SUPPLIED TEXT:
I am opposed to option 3a - the model itself should define that many-to-many relationships are not allowed.  Allowing them in the model but prohibiting them in separate text is lazy, error-prone, and puts enforcement of the text on the backs of implementers rather than tools.

I prefer option 3c - it does mean the model needs one more box, but it avoids some convoluted logic within 3b's single Relationship box.

Thoughts and suggestions?

Regards,
David


Dick Brooks
 

Thanks, William.

 

This is a big change from SPDX 2.x and will require a much more complicated finite state machine implementation for parsing, based on my limited knowledge of SPDX V 2.x.

 

Thanks,

 

Dick Brooks

 

Active Member of the CISA Critical Manufacturing Sector,

Sector Coordinating Council – A Public-Private Partnership

 

Never trust software, always verify and report!

http://www.reliableenergyanalytics.com

Email: dick@...

Tel: +1 978-696-1788

 

From: William Bartholomew (CELA) <willbar@...>
Sent: Saturday, August 20, 2022 2:46 PM
To: 'SPDX-list' <Spdx-tech@...>; dk190a@...; dick@...
Subject: Re: [EXTERNAL] RE: [spdx-tech] Canonicalization: Commutative and Symmetric Relationships

 

The only way to relate artifacts is via relationship nodes, the "containment" that is possible with the types that inherit from Collection is for grouping the metadata, it doesn't imply an artifact relationship. This was one of the things we did to remove confusion between packages and collections. Semantically it is similar to contains but for the SPDX elements themselves, not what the SPDX element describes.

 

Sent from Outlook


From: Dick Brooks <dick@...>
Sent: Saturday, August 20, 2022 11:12 AM
To: William Bartholomew (CELA) <willbar@...>; 'SPDX-list' <Spdx-tech@...>; dk190a@... <dk190a@...>
Subject: [EXTERNAL] RE: [spdx-tech] Canonicalization: Commutative and Symmetric Relationships

 

Thanks for the insights.

 

Is the default still “CONTAINS” when no relationship node is present?

 

Thanks,

 

Dick Brooks

 

Active Member of the CISA Critical Manufacturing Sector,

Sector Coordinating Council – A Public-Private Partnership

 

Never trust software, always verify and report!

http://www.reliableenergyanalytics.com

Email: dick@...

Tel: +1 978-696-1788

 

From: Spdx-tech@... <Spdx-tech@...> On Behalf Of William Bartholomew (CELA) via lists.spdx.org
Sent: Saturday, August 20, 2022 1:52 PM
To: SPDX-list <Spdx-tech@...>; dk190a@...
Subject: Re: [spdx-tech] Canonicalization: Commutative and Symmetric Relationships

 

I want to separate my thoughts on this from decisions that were already made for 3.0, not saying we can't reopen them but the bar for that should be high. The decisions that have already been made are:

  1. We will identify each relationship type as either directional or non-directional (DESCRIBES is directional, RELATED_TO is not).
  2. For directional relationships from: X to: Y and from: Y to: X are not equal, for non-directional relationships from: X to: Y and from: Y to: X are equal.
  3. We will remove the inverse relationship types for directional relationships since the same can be achieved by inverting the to: and from:.

MATERIAL PROVIDED:
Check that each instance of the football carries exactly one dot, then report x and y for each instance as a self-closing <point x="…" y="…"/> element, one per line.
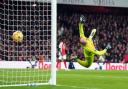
<point x="17" y="36"/>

WHAT TO PRODUCE:
Answer from the SPDX relationships thread:
1. Which option does David prefer?
2. According to William Bartholomew, what is the only way to relate artifacts?
3. Which relationship type is given as the example of a non-directional type?

ANSWER FOR THE TASK:
1. Option 3c.
2. Via relationship nodes.
3. RELATED_TO.